Quelle:
:::::

Doch Jack wäre kein Lansdale-Charakter, wenn er sein Schicksal nicht in die eigenen Hände nehmen würde. Kurzerhand klemmt er sich hinter die Spur der Entführer und bekommt im Lauf seiner Reise immer mehr (meist skurrile) Unterstützung – dazu zählen ein ausgewachsener Eber, ein farbiger Kopfgeldjäger und ein Lilliputaner.

Was sich auf dem Papier nach einer allzu hanebüchenen Mischung anhören mag, funktioniert bei Joe R. Lansdale wieder ausgezeichnet – auf 330 Seiten erzählt er eine spannende und sehr düstere Geschichte, die insgesamt zu den heftigeren Erzählungen aus Lansdales Feder zählt. Stellenweise liest sich „Im Dickicht“, als hätten sich Quentin Tarantino und Mark Twain zusammengetan, gerade wenn die Kopfgeldjäger wieder auf Opfer der Entführer von Jacks Schwester stoßen, geizt der texanische Autor nicht mit Details. Wer sich an diesen Einsprengseln nicht stört, bekommt wieder eine ganz typische Lansdale-Erzählung mit Spannung, Humor und tollen Szenen aus einem vergangenen Texas sowie einen Entwicklungsroman der etwas anderen Art.

:::::

Bereitgestellte Daten:
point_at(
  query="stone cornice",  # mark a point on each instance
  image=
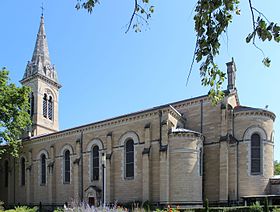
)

:::::

Aufgabe:
Schreibe die Besprechung zu „Im Dickicht“ von oben vollständig und Wort für Wort ab.

Lösung:
Doch Jack wäre kein Lansdale-Charakter, wenn er sein Schicksal nicht in die eigenen Hände nehmen würde. Kurzerhand klemmt er sich hinter die Spur der Entführer und bekommt im Lauf seiner Reise immer mehr (meist skurrile) Unterstützung – dazu zählen ein ausgewachsener Eber, ein farbiger Kopfgeldjäger und ein Lilliputaner.

Was sich auf dem Papier nach einer allzu hanebüchenen Mischung anhören mag, funktioniert bei Joe R. Lansdale wieder ausgezeichnet – auf 330 Seiten erzählt er eine spannende und sehr düstere Geschichte, die insgesamt zu den heftigeren Erzählungen aus Lansdales Feder zählt. Stellenweise liest sich „Im Dickicht“, als hätten sich Quentin Tarantino und Mark Twain zusammengetan, gerade wenn die Kopfgeldjäger wieder auf Opfer der Entführer von Jacks Schwester stoßen, geizt der texanische Autor nicht mit Details. Wer sich an diesen Einsprengseln nicht stört, bekommt wieder eine ganz typische Lansdale-Erzählung mit Spannung, Humor und tollen Szenen aus einem vergangenen Texas sowie einen Entwicklungsroman der etwas anderen Art.